BEGIN SUPPLIED DATA
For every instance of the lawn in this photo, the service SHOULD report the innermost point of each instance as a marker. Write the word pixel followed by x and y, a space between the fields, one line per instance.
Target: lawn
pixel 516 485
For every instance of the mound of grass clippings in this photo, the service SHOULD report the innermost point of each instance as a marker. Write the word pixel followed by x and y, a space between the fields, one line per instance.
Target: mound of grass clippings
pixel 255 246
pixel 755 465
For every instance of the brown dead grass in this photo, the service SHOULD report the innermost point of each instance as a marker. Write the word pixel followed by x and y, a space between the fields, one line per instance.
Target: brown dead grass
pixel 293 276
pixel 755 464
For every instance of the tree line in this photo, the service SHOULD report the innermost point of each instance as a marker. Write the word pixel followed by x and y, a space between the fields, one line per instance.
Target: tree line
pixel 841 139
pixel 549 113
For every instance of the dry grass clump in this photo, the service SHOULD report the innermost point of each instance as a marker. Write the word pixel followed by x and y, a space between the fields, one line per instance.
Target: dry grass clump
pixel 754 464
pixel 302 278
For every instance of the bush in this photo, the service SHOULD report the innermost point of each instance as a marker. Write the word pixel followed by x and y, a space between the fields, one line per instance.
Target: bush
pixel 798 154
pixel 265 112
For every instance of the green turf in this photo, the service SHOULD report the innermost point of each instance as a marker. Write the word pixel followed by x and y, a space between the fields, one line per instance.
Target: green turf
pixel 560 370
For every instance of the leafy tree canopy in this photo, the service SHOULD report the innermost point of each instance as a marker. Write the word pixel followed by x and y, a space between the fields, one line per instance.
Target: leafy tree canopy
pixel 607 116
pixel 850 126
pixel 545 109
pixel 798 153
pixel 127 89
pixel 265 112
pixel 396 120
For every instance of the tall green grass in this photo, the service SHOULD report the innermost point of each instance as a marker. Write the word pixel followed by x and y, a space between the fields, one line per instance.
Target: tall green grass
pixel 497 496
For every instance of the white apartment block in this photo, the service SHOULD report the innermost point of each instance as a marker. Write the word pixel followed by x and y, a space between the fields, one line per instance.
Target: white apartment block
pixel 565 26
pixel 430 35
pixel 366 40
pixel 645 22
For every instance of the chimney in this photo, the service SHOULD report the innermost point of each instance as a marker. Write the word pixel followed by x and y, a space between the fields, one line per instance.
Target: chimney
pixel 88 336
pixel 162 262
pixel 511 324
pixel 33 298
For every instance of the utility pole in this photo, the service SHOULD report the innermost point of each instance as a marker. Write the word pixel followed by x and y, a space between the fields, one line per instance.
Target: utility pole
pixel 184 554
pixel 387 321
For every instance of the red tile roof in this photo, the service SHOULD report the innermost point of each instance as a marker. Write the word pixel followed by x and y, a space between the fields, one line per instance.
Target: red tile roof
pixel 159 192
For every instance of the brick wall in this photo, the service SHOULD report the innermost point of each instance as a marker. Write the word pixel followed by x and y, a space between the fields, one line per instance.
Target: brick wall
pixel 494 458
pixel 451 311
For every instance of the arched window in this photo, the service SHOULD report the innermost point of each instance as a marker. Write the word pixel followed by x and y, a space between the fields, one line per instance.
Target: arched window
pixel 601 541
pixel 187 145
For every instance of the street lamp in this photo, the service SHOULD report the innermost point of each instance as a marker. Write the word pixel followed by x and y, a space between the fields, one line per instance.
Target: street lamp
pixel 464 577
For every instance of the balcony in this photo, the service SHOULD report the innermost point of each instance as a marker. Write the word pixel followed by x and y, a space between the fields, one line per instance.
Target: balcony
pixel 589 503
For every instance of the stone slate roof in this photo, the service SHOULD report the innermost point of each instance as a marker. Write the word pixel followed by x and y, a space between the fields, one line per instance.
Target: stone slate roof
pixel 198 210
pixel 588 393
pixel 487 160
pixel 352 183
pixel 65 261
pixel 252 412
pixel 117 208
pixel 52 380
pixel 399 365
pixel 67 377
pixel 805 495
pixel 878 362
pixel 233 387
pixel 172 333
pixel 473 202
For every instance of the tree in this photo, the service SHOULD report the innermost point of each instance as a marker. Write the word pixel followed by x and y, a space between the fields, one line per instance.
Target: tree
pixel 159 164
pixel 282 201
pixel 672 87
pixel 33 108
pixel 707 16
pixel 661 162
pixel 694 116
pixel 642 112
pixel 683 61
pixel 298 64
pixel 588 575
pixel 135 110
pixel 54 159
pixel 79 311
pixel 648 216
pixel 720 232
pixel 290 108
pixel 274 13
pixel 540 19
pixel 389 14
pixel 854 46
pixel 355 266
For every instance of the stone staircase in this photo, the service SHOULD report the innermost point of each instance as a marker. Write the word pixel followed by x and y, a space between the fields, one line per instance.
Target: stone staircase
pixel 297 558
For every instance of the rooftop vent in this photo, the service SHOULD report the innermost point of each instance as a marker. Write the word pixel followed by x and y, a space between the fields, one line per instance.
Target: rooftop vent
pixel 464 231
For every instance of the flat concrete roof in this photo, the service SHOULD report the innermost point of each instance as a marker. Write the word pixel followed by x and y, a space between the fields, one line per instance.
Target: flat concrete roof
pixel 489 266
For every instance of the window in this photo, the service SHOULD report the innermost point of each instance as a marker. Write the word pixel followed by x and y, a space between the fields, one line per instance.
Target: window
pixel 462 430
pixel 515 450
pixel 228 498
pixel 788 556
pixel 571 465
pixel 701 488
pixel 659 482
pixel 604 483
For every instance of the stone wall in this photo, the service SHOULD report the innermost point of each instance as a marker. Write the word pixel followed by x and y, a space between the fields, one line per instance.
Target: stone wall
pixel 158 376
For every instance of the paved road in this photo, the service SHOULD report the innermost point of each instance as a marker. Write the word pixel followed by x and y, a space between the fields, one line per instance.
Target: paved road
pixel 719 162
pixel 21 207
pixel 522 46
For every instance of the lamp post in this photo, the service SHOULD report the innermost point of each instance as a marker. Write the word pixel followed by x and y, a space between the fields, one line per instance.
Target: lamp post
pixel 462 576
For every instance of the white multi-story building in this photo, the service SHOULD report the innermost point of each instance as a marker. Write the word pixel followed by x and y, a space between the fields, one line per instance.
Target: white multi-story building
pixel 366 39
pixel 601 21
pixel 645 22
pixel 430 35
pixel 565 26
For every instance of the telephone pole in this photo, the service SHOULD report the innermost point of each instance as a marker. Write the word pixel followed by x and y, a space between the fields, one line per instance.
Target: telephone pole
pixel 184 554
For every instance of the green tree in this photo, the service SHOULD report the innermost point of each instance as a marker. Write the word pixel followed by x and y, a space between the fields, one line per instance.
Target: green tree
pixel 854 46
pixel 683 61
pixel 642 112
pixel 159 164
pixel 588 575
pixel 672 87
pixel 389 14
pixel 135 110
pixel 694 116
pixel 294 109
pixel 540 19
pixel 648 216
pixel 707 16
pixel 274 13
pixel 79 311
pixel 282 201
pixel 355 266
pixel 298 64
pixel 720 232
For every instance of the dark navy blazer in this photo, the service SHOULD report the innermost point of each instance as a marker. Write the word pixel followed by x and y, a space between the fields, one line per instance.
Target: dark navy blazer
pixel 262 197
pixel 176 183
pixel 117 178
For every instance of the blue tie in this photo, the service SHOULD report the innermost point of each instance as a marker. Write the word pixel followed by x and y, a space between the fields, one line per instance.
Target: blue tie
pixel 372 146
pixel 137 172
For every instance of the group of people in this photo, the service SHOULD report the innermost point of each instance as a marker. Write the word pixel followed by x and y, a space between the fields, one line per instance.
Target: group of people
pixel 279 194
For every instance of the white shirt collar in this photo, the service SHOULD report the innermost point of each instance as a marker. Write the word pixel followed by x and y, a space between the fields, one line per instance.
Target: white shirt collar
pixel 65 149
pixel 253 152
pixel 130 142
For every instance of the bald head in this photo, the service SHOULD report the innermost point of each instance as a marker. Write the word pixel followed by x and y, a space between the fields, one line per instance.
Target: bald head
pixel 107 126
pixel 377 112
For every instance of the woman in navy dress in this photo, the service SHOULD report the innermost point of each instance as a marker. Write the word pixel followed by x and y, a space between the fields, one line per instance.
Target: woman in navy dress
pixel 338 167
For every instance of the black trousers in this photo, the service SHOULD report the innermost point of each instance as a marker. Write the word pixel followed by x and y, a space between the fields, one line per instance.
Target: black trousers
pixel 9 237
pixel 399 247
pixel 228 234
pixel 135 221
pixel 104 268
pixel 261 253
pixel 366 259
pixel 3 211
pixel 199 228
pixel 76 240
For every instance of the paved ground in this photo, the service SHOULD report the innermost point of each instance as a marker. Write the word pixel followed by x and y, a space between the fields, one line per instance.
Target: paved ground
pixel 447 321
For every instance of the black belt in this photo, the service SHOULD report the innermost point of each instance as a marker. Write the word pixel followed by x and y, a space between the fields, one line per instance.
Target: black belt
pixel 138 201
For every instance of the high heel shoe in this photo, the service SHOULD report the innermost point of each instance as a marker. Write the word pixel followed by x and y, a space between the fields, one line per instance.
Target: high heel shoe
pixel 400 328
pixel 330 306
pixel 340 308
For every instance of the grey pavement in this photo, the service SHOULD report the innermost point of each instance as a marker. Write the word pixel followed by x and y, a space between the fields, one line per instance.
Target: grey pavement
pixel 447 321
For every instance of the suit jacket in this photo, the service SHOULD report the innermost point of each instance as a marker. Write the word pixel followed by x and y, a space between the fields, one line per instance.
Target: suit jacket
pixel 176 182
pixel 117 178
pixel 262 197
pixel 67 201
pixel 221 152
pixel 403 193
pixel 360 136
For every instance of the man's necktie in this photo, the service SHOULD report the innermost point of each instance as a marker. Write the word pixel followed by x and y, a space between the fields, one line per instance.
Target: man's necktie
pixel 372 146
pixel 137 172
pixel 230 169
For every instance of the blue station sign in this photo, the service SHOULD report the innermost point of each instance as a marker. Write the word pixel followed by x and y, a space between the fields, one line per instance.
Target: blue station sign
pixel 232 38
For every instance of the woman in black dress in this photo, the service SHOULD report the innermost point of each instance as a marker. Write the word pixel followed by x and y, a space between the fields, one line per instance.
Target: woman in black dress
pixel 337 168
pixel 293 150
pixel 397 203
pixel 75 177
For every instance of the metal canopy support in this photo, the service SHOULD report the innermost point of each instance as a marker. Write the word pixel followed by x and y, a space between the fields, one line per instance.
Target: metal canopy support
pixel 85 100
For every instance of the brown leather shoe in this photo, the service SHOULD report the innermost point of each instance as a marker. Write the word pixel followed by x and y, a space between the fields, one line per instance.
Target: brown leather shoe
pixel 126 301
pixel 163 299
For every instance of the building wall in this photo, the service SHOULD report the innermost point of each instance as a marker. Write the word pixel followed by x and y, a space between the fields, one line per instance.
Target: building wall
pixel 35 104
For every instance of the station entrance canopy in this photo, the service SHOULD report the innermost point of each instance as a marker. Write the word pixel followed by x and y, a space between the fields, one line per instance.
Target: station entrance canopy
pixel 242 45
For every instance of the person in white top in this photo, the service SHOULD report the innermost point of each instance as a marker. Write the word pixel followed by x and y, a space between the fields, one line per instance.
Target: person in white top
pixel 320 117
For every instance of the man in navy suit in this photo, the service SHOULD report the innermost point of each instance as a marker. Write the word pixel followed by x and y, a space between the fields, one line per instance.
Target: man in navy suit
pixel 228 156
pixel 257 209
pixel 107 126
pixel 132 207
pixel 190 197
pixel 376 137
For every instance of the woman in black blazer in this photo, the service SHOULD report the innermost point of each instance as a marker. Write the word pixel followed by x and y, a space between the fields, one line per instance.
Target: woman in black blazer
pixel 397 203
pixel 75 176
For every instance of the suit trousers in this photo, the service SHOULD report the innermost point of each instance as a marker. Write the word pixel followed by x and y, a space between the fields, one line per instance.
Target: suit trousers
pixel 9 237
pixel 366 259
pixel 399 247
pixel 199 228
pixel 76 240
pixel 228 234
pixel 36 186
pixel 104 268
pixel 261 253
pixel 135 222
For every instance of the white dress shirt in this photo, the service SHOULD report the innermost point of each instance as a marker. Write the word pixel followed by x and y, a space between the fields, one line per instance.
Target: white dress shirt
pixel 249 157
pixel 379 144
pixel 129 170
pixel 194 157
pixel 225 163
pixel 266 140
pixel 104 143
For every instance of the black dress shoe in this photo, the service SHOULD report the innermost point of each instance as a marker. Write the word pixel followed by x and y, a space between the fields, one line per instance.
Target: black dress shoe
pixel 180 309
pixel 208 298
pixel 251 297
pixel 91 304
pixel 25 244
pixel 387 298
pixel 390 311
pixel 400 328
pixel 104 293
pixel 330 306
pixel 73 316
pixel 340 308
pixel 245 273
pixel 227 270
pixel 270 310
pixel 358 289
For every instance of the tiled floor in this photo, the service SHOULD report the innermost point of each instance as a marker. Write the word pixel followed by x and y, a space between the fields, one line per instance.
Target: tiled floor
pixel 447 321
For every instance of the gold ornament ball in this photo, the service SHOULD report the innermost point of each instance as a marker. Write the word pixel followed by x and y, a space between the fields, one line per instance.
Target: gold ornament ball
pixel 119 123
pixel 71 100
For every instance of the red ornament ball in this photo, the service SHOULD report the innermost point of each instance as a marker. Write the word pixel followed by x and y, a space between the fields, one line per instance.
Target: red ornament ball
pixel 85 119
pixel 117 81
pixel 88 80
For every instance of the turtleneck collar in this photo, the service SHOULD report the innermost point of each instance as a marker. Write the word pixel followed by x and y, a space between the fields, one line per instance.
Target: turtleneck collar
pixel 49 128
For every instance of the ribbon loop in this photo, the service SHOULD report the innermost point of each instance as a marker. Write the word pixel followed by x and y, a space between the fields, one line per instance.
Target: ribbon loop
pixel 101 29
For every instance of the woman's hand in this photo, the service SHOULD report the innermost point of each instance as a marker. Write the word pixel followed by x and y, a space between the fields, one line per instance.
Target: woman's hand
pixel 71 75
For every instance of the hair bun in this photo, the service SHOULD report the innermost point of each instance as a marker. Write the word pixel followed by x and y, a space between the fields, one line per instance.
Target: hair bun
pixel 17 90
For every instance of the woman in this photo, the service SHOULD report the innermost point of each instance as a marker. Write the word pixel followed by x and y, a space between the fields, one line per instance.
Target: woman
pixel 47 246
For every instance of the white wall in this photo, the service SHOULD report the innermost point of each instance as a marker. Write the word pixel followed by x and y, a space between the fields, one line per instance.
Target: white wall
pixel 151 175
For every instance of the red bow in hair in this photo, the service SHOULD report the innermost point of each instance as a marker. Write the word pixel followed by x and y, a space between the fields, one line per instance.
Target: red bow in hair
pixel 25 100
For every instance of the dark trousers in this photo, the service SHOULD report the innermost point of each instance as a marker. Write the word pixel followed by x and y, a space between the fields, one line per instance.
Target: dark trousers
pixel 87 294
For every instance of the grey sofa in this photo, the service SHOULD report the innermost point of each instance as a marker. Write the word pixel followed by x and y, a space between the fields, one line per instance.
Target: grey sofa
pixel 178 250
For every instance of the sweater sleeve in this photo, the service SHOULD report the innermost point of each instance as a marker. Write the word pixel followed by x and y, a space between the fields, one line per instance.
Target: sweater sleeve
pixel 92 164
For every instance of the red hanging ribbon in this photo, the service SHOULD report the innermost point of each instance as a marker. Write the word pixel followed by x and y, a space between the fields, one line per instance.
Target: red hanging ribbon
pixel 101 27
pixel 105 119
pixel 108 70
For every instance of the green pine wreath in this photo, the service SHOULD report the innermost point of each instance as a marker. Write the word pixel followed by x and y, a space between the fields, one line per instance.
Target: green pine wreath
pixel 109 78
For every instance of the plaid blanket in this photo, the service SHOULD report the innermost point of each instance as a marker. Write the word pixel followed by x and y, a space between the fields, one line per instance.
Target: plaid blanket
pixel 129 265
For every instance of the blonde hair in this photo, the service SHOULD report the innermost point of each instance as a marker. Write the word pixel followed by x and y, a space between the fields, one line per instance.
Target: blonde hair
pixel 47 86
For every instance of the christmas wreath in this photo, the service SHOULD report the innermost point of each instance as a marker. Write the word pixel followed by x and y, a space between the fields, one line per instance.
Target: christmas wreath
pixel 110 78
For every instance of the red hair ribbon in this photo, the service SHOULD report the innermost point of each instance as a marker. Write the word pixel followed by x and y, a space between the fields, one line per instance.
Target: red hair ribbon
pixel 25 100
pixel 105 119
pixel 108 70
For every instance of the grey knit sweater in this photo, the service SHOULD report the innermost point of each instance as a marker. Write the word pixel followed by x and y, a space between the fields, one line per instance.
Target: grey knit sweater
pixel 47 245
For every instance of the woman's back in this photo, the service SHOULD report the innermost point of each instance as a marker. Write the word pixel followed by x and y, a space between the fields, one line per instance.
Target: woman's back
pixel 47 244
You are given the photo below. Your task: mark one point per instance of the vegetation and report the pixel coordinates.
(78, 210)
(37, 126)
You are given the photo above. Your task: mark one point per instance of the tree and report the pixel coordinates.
END SUPPLIED DATA
### TO DO
Starting at the first line of the items and stopping after the line that has "pixel 755 465", write those lines out again with "innermost" changed to "most central" and nothing else altered. Give only those lines.

### ANSWER TO THE EXERCISE
For every instance of the lawn in this photo, the service SHOULD report the most central point of each instance as a marker. Write the word pixel followed by x and y, a space between the fields, one line per instance.
Target: lawn
pixel 516 485
For every instance of the mound of grass clippings in this photo, the service SHOULD report the most central point of each instance as a marker. Write the word pixel followed by x and y, a space between the fields, one line per instance.
Target: mound of grass clippings
pixel 255 246
pixel 755 465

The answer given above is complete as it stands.